Retroactive cancelation bill yet to be signed

September 24, 2008 7:46:13 PM PDT
A consumer protection that looked like a shoe-in just a few months back is no longer considered a sure thing. California Governor Arnold Schwarzenegger had asked for a bill restricting retroactive health insurance cancellation. Now the governor has a bill on his desk, but will he sign it?

This issue was getting a lot of publicity earlier in the year, but now that the issue has been addressed in the Legislature, there is silence.

The governor was concerned enough to bring up this issue in his State of the State Address. He told the story of a San Diego man named Todd who was diagnosed with cancer five months after buying health insurance.

"The insurance company then went back through all his records looking for a reason to cut him off. They pointed to a knee problem unrelated to cancer," said Gov. Schwarzenegger. "Todd died eight months later. We are taking action so that what happened to Todd will not happen to any other Californians."

And the Legislature agreed and a bill passed through both houses and is now on the governor's desk. But will he sign it? There is doubt, and that has Mark Robison concerned, and he takes this very personally.

"Our son had a surgery that was approved by them and authorized and then they -- 18 months later after the procedure, they rescinded the coverage," said Robison.

Robison and others are lobbying the governor to sign the bill. The insurance industry is working the opposite side of the issue. It says unfair retroactive cancellation should be addressed, but this legislation goes too far.

"The fact is that sometimes folks don't fill out their application completely or accurately, and in that case, everybody else has to pay the cost," said Christopher Ohman who represents the industry and is president of the California Association of Health Plans. "We get the message. The industry needs to do a better job, and that's why we've been advocating for improvements in making the process better for consumers and easier to minimize the number of rescissions that happen in the first place."

"The insurance companies would very much like to keep things the status quo, because it's good business in insurance to be able to cancel people after they get sick," said Jerry Flanagan with ConsumerWatchdog.com.

Neither side knows what the governor plans to do, but he had better do it quickly. The deadline to sign bills is next Tuesday at midnight.

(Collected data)
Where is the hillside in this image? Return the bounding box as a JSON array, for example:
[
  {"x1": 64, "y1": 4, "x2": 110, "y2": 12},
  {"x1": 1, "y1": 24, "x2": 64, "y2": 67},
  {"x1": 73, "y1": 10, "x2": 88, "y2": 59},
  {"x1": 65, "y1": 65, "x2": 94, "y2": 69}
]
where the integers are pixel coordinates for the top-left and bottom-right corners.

[WHAT YOU NEED TO DO]
**A)** In the article on the retroactive cancellation bill, condense the paragraph beginning "Robison and others are lobbying" into a shorter version that keeps its main facts.
**B)** Repeat word for word everything in the article on the retroactive cancellation bill from "This issue was" down to "buying health insurance.".

[ANSWERS TO THE TASKS]
**A)** Robison and others are urging the governor to sign the bill. The insurance industry opposes it, agreeing that unfair retroactive cancellation should be addressed but arguing that this legislation goes too far.

**B)**
This issue was getting a lot of publicity earlier in the year, but now that the issue has been addressed in the Legislature, there is silence.

The governor was concerned enough to bring up this issue in his State of the State Address. He told the story of a San Diego man named Todd who was diagnosed with cancer five months after buying health insurance.